Thursday, November 24, 2011

Quoisabi?

I’d been picking up some stragglers in the Luc Besson oeuvre, some of the movies he squeezes out between ARTHUR sequels, and happened upon WASABI. Barely 90 minutes long, it seemed a good movie to have on while I worked out (gotta keep my potato chips ‘n Mountain Dew credibility).

wasabi

Jean Reno is a TUFF COP who don’t work by the book. We’re introduced to him as he punches out a transvestite in a club, and via reprimanding flashback we’re told he wrecked a bunch of other dudes, one of which looks all of fifteen. The fifteen year old kid hilariously gets it the worst, as he is punched down a flight of steps. But alas, he’s the police chief’s son and our boy Jean has to go apologize in the hospital, where he hilariously wrecks the kid some more by accident. Meanwhile, his schlubby partners have had no luck in interrogating the villainous tranny. Big Jean knows a secret technique, however! If your guess was that he punches a tooth outta the guy’s face you are some sort of Nostradamus, sir! The Tranny Gang is pulling a heist at a Parisian bank RIGHT NOW! Why they really needed to get that info from an accomplice is never really answered, as the remainder of the gang is pretty flamboyant and they’re pulling the job in broad daylight with dynamite. I mean, murders in the Rue Morgue this ain’t. Reno does your classic SCREECHIN TIRES ENTRY accompanied with a superior going OH NO NO NOT THIS GUY followed by him going in alone and… Nostradamus, soothsay this scene! Oh he wrecks all the trannies by punching them in the face/nuts? You’re so good, Mr. Damus. Hilariously, one of the trannies is actually a woman, so our COOL GUY hero has spent most of the first act punching women, children and comedy gay guys.

• **Data excerpts**:
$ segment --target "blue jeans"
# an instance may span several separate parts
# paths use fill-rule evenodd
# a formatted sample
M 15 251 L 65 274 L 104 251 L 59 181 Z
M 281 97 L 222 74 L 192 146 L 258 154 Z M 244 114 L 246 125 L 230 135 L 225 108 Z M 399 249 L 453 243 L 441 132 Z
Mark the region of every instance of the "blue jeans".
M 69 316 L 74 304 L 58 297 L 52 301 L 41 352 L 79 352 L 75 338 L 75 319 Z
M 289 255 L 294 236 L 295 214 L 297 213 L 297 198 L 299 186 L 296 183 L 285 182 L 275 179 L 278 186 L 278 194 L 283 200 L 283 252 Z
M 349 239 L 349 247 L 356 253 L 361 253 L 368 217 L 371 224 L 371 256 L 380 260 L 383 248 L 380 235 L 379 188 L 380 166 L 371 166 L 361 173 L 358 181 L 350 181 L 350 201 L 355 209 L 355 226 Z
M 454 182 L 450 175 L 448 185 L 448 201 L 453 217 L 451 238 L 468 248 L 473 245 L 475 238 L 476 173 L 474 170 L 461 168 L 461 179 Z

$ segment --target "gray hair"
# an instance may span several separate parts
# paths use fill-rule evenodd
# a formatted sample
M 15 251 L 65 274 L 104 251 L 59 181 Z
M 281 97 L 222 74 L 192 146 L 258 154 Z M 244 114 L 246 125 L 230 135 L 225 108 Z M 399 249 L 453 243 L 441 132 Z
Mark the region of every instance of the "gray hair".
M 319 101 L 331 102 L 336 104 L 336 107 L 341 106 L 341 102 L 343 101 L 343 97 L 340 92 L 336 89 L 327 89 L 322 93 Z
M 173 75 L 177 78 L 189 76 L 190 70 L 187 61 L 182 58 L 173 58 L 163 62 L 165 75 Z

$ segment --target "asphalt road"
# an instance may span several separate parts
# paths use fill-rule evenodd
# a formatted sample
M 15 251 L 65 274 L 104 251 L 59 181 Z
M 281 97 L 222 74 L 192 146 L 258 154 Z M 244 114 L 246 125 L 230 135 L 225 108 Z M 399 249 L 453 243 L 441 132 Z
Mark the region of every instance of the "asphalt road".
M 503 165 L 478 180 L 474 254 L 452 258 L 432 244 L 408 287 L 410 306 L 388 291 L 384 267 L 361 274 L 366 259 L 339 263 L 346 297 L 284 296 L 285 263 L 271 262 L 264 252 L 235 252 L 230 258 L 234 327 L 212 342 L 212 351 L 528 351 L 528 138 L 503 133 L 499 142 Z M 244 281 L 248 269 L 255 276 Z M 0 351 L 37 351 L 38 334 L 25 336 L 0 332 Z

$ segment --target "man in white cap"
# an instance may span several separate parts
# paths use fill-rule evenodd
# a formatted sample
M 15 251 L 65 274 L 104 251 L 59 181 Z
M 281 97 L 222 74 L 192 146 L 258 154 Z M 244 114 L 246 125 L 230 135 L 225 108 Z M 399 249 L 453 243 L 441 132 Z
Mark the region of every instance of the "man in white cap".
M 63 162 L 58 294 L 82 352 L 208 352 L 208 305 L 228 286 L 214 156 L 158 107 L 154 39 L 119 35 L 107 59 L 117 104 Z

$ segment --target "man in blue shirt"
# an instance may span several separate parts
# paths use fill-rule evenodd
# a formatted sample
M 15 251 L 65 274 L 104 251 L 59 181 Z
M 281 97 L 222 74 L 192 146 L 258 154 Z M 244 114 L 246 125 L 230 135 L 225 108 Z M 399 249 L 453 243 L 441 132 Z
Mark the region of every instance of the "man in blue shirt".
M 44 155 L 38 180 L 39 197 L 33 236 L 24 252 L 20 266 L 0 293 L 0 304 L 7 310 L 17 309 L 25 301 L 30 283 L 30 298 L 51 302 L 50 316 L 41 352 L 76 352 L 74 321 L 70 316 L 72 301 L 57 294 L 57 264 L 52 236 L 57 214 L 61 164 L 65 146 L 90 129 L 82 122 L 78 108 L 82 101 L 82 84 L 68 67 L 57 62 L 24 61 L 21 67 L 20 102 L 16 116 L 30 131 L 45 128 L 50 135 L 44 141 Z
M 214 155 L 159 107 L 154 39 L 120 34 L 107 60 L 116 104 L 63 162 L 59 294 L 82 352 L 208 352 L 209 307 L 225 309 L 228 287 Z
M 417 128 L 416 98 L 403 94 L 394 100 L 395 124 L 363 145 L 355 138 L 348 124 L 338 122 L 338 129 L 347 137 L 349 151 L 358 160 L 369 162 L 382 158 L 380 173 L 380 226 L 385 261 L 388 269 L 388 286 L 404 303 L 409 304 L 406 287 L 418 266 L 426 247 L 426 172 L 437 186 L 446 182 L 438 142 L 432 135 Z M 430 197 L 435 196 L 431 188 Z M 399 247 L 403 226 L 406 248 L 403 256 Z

• **Task requirements**:
1 > List every word or phrase in the Wasabi review that is written entirely in capital letters.
2 > Write the next paragraph of the Wasabi review, picking up right after its last sentence.

• **Responses per task**:
1 > ARTHUR; WASABI; TUFF COP; RIGHT NOW; SCREECHIN TIRES ENTRY; OH NO NO NOT THIS GUY; COOL GUY

2 >
Trying to relax, getting his golf on and stuff, the captain comes to tell Reno he’d better take a leave of absence since the commissioner’s son is gonna spend the next two months in traction. Start a family or something, man! “Buy an Armani shirt and you won’t stay single for long!” Seeing as how Reno is a BESSON PROTAGONIST, he is heartbroken at the realization that all this tough guy posturing is just a front to hide his crushing loneliness! Even a comically awkward date with Carole Bouquet (Melina from FOR YOUR EYES ONLY with her moustache plucked and better hair) just reinforces the idea that the love of his life, Miko, still haunts the cobwebbed chambers of his heart! Coincidentally, a Japanese notary calls him at that exact moment to tell him Miko just passed away and he’s the sole beneficiary. Little did Jean know there’s a Japanese Lil’ Jeanne out there named Yumi!

Together with his ex-intelligence buddy Maurice (Momo)*, Jean’s got his hands full at keeping his cop identity a secret from his delinquent 19 year old while they try to solve the mystery of Miko’s death. Cancer don’t leave traces of cyanide! Yeah, there turns out to be foul play involved, of course, but rather hilariously we only get to see any antagonists at minute 43. The movie is 89 minutes long. With credits.

I’d say WASABI is a good action movie for kids, since the action is very comedic and bloodless, there’s no serious profanity or any nudity, and the scenes of Reno adjusting to his wacky Japanese daughter are sweet. Yeah, it’s pretty broad LOL ZEES ASIANS ARE CRAYZEH stuff but Reno is a very charming and skilled actor and makes it work, even if the actress who plays his daughter (who actually couldn’t speak French and learned her lines phonetically) grates at times.

The title WASABI is there probably just because it sounds cool and Japanese. Okay, in one scene Reno is eating a bunch of it to the comical dismay of Momo and also because his daughter is wild and wacky and crazy like a spicy wasabi meat-ah ball-ah? I dunno man.

My favorite is the one he kicks when he’s down.

*Fat, short, clumsy, big teeth… just needed some floppy prosthetic ears and this guy was literally a human Jar Jar Binks.